───── Given data ─────

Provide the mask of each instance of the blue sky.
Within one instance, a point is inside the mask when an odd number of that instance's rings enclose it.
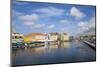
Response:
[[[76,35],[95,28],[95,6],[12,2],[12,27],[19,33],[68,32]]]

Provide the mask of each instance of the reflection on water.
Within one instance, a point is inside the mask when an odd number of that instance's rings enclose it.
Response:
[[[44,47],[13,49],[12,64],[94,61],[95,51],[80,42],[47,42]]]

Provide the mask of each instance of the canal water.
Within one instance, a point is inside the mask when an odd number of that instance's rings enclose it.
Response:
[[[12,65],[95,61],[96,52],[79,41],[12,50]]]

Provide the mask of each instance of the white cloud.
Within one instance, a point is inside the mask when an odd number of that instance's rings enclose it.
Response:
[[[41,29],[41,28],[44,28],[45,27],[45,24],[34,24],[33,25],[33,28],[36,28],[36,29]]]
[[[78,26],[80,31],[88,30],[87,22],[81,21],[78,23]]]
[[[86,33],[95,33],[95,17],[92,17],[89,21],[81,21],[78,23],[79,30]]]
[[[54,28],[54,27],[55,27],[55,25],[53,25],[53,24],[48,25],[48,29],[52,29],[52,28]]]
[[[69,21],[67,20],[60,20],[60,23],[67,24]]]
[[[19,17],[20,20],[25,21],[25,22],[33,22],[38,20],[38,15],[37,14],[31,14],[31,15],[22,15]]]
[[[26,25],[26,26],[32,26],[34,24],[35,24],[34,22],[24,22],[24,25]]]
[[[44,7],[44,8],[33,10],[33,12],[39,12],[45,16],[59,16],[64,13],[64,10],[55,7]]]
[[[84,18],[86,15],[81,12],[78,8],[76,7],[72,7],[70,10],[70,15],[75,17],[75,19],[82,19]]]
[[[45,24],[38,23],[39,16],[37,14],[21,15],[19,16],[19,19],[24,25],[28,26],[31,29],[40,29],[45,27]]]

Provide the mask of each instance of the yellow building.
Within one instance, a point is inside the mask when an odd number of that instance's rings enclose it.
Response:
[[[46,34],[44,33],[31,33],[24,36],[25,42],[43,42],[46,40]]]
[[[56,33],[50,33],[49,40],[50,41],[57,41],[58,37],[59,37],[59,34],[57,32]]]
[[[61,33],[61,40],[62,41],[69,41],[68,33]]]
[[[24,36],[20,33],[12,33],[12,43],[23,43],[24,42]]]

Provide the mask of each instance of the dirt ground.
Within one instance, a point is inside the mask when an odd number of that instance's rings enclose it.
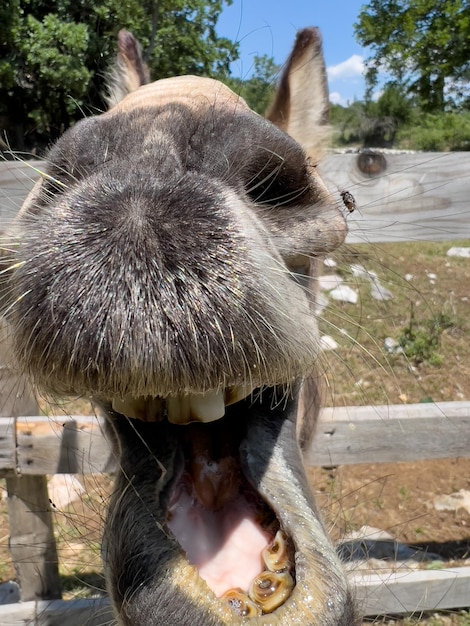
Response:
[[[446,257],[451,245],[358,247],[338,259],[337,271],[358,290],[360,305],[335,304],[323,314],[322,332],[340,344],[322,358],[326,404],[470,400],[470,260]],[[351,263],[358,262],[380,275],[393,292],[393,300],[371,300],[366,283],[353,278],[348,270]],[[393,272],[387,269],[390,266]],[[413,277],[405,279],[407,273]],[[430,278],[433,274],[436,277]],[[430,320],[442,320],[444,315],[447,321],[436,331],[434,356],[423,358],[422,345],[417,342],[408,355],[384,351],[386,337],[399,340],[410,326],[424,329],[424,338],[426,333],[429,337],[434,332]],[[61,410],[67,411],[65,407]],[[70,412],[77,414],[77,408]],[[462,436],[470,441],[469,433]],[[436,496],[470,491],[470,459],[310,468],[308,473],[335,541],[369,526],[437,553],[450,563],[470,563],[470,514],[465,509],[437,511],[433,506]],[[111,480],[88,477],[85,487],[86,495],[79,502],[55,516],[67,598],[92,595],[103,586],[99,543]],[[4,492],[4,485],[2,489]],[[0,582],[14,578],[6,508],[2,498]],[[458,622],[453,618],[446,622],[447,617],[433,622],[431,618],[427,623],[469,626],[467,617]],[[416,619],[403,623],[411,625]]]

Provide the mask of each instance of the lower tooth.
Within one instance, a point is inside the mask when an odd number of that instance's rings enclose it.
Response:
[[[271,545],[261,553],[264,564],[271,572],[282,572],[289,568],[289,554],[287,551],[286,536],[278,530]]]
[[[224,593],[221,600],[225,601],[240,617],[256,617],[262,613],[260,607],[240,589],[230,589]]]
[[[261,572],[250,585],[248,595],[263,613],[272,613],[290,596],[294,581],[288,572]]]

─────

→ Written task:
Arrange the material above as a two-column CSV with the columns input and output, with one row for each passage that begins "Provide the mask of". Put that passage's wording in input and its response in output, each as one quoted field with line breaks turned into spaces, and leave out the pictures.

→ Exercise answer:
input,output
"Provide the mask of each instance of the blue sky. Within one instance, a point is inside the mask when an odd number of that instance's rings enclose it. Response:","[[[76,35],[95,28],[95,6],[12,2],[12,27],[19,33],[68,32]]]"
"Provide the mask of each instance of the reflection on water. Within one instance, a point is inside the mask when an odd number of that instance's rings enclose it. Response:","[[[44,47],[13,49],[12,64],[94,61],[95,51],[80,42],[47,42]]]"
"Provide the mask of each instance of the canal water. Within one instance, a point is inside the mask when an odd number of that instance's rings enclose it. Response:","[[[12,65],[95,61],[96,52],[79,41],[12,50]]]"
"Provide the mask of each instance of the white cloud. Within one instance, a point is inside the mask when an odd number of that instance's rings enclose it. Response:","[[[41,29],[41,28],[44,28],[45,27],[45,24],[34,24],[33,25],[33,28],[36,28],[36,29]]] [[[78,26],[80,31],[88,30],[87,22],[81,21],[78,23]]] [[[86,33],[95,33],[95,17],[92,17],[89,21],[81,21],[78,23],[79,30]]] [[[54,28],[54,27],[55,27],[55,25],[53,25],[53,24],[48,25],[48,29],[52,29],[52,28]]] [[[69,21],[67,20],[60,20],[60,23],[67,24]]] [[[19,17],[20,20],[25,21],[25,22],[33,22],[38,20],[38,15],[37,14],[31,14],[31,15],[22,15]]] [[[26,25],[26,26],[32,26],[34,24],[35,24],[34,22],[24,22],[24,25]]] [[[44,7],[44,8],[33,10],[33,12],[39,12],[45,16],[59,16],[64,13],[64,10],[55,7]]] [[[84,18],[86,15],[81,12],[78,8],[76,7],[72,7],[70,10],[70,15],[75,17],[75,19],[82,19]]] [[[45,24],[38,23],[39,16],[37,14],[21,15],[19,16],[19,19],[24,25],[28,26],[31,29],[40,29],[45,27]]]"
"Provide the mask of each instance of the yellow building. Within one instance, a point is inside the mask when an odd number of that instance's rings enclose it. Response:","[[[46,34],[44,33],[31,33],[24,36],[25,42],[43,42],[46,40]]] [[[56,33],[50,33],[49,40],[50,41],[57,41],[58,37],[59,37],[59,34],[57,32]]] [[[61,33],[61,40],[62,41],[69,41],[68,33]]] [[[24,36],[20,33],[12,33],[12,43],[23,43],[24,42]]]"
"Provide the mask of each instance of the dirt ground. Within one instance, a point is inside the mask when an odd number of that instance's rings enclose it. Response:","[[[446,257],[451,245],[358,247],[338,259],[337,271],[358,290],[360,305],[335,304],[323,314],[322,332],[340,344],[322,358],[326,404],[470,400],[470,260]],[[351,263],[358,262],[380,275],[393,292],[393,300],[371,300],[366,283],[353,278],[348,270]],[[393,272],[387,269],[390,266]],[[413,277],[405,279],[407,273]],[[430,278],[433,274],[436,277]],[[430,320],[442,320],[444,315],[447,321],[436,331],[434,356],[423,358],[422,345],[417,342],[408,355],[384,351],[386,337],[399,340],[410,326],[424,329],[424,338],[426,333],[429,337],[434,332]],[[61,410],[67,411],[65,407]],[[70,412],[77,414],[77,408]],[[462,436],[470,441],[469,433]],[[436,496],[470,491],[470,459],[310,468],[308,473],[335,541],[369,526],[437,553],[450,563],[470,563],[470,514],[465,509],[437,511],[433,506]],[[111,480],[88,477],[85,487],[86,495],[79,502],[55,516],[67,598],[92,595],[103,586],[99,543]],[[4,492],[4,485],[2,489]],[[0,582],[14,578],[6,508],[2,498]],[[458,622],[453,618],[446,622],[447,617],[433,622],[431,618],[427,623],[469,626],[467,617]],[[416,619],[403,623],[411,625]]]"
"Provide the mask of each instance of the lower tooth. Within one instance, a point is inside the mask when an odd number of that instance's rings enclose it. Response:","[[[271,545],[261,553],[264,564],[271,572],[282,572],[289,568],[289,554],[287,551],[286,536],[278,530]]] [[[224,593],[221,600],[225,601],[240,617],[256,617],[262,613],[260,607],[240,589],[230,589]]] [[[261,572],[250,585],[248,595],[263,613],[272,613],[290,596],[294,581],[288,572]]]"